▸ **What you are asked to do**:
The listing below should be written out exactly; please include all of it.

Position identification records
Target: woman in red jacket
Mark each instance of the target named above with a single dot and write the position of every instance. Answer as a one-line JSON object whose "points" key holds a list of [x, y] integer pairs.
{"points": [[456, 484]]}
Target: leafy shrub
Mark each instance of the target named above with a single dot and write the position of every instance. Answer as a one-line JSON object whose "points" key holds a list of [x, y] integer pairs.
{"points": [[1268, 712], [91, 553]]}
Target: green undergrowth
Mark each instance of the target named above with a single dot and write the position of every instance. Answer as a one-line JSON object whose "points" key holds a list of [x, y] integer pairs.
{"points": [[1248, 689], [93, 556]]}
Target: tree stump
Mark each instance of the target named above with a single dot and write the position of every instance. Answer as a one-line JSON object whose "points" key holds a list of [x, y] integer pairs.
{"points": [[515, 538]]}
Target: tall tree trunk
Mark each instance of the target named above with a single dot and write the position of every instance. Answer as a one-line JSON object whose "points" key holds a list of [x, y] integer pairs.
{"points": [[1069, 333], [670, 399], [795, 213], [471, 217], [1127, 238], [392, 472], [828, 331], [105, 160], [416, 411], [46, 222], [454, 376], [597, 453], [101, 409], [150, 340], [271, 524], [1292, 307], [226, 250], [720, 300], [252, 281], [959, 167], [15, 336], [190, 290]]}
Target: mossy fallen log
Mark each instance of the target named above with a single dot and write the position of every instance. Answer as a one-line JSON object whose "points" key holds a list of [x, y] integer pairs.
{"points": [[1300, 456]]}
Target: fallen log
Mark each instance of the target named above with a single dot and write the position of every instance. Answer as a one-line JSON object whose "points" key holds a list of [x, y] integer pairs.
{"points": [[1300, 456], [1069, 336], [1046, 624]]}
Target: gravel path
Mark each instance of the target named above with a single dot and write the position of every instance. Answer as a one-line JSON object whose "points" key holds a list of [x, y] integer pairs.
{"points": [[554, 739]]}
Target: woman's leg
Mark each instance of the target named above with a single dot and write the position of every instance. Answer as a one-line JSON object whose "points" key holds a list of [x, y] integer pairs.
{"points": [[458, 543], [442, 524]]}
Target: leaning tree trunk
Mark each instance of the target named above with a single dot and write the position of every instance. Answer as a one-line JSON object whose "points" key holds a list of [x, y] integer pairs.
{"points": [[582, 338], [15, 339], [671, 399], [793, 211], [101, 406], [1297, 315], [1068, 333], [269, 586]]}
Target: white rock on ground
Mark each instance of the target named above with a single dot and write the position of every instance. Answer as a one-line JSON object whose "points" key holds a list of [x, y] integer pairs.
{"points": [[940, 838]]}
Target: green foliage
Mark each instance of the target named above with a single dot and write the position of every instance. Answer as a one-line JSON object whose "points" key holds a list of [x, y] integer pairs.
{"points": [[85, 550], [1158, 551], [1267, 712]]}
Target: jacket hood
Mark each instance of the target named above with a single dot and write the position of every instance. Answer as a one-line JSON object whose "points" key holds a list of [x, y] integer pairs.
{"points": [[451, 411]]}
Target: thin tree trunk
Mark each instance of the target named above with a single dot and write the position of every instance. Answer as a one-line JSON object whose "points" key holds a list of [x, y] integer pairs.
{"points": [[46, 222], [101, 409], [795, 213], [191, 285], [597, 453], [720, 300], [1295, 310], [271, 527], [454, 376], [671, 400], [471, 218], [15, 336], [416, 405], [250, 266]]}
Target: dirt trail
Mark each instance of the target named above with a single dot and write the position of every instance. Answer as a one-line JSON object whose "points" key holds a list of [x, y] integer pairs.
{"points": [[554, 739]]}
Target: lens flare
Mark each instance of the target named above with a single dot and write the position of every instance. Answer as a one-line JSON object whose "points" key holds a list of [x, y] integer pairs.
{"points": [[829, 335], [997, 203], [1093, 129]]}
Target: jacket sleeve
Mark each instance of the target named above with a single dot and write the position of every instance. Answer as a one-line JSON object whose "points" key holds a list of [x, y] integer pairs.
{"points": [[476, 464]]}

▸ **Result for this exercise**:
Target: woman in red jacket
Mark each instance of the target named above with a single dot and write the position of every instance. Answer as a one-line JSON object whose "points" key holds a list of [x, y] integer pairs.
{"points": [[456, 484]]}
Target: leafy shrub
Mark each instance of the target named above with a single dot and write the position of every instance. Answer as a one-line JSON object whose "points" key holds a list of [x, y] integer pairs.
{"points": [[1268, 712], [91, 553]]}
Target: green undergrowth
Mark each instance of the target named above with a single dot and write the position of every instance. Answer as a one-line JSON object whose "points" key holds a list of [x, y] integer pairs.
{"points": [[1248, 689], [93, 556]]}
Target: tree stump
Mark each instance of the target named above with a single dot and write the position of every instance. Answer as a one-line JSON object whose "points" key holds a list of [x, y] integer pairs.
{"points": [[515, 538]]}
Target: tall tree trunk
Mark each instance of the target named above with a single dot and write the position of every instance. Answer as a one-line JSON object whose "points" key holds a list of [x, y] integer pairs.
{"points": [[1069, 333], [670, 399], [795, 213], [471, 217], [1127, 238], [392, 472], [828, 331], [105, 160], [416, 411], [46, 222], [454, 376], [597, 453], [101, 409], [150, 340], [271, 524], [1292, 307], [226, 250], [720, 300], [252, 281], [959, 167], [15, 336], [190, 290]]}
Target: mossy fallen log
Mark each instance of the target named above with a single dot and write the position of every instance. Answer as a one-line JSON object whose "points" key holds a list of [x, y] integer pairs.
{"points": [[1300, 456]]}
Target: fallen log
Mark each instance of the target named above with a single dot and write the position of every instance. Answer as a one-line JSON object whose "points" key holds a list of [x, y] integer pairs.
{"points": [[1300, 456], [1069, 336], [1046, 624]]}
Target: gravel path
Mark each instance of the target named above with a single dot and write the position of every instance. Answer as a one-line JSON object whose "points" key holds a list of [x, y] integer pairs.
{"points": [[554, 739]]}
Target: woman's leg
Mark each instance of the target named above with a single dot and write the position of every instance. Answer as a one-line JSON object whose "points" key holds a list of [x, y] integer pairs.
{"points": [[458, 543], [442, 524]]}
Target: leaning tree trunk
Mark each instance of the target named above with a single dot and write the position of every instance. Answer as a one-line JSON object whose "points" key holds a list of [x, y] integer pairs.
{"points": [[582, 338], [15, 339], [671, 399], [793, 211], [101, 406], [1297, 315], [1068, 333], [269, 586]]}
Target: white rock on ground
Mark each instance of the target named above with a single dot and write the position of every instance. Answer as a one-line JSON object whose "points" key holds a list of [x, y] integer pairs.
{"points": [[940, 838]]}
Target: green foliage
Mark each instance of the target named above with a single dot and write the position of every instance. Answer as a one-line JSON object whose "points" key holds a list of [x, y] integer pairs.
{"points": [[85, 550], [1158, 551], [1267, 712]]}
Target: jacket hood
Mark each instance of the target named above with a single dot and write the position of every instance. Answer as a one-line JSON object whose "points" key holds a list of [x, y] integer pairs.
{"points": [[451, 411]]}
Target: thin tree trunk
Mark each instance of the target named above with a single dot and write the position of every instance. Answer as a one-line JSON object whose "points" key holds a list of [x, y] integer pairs.
{"points": [[46, 222], [101, 409], [795, 213], [191, 285], [597, 453], [720, 300], [1295, 310], [271, 527], [454, 376], [671, 400], [471, 218], [15, 336], [416, 405], [250, 266]]}
Target: dirt trail
Mark each instance of the target named above with a single dot and write the position of every instance. Answer as a one-line JSON object whose "points" key holds a list of [x, y] integer pairs.
{"points": [[554, 739]]}
Target: lens flare
Mark each instance of the target named above with a single dot and write the position of every instance. Answer as a one-line JSON object whose "points" key holds a list of [x, y] integer pairs.
{"points": [[829, 335], [997, 203], [1093, 129]]}
Target: jacket sleeve
Mark each instance of the target named above with a single dot and write the position of every instance. Answer as a one-line JSON object whose "points" key holds a list of [x, y] integer pairs.
{"points": [[476, 464]]}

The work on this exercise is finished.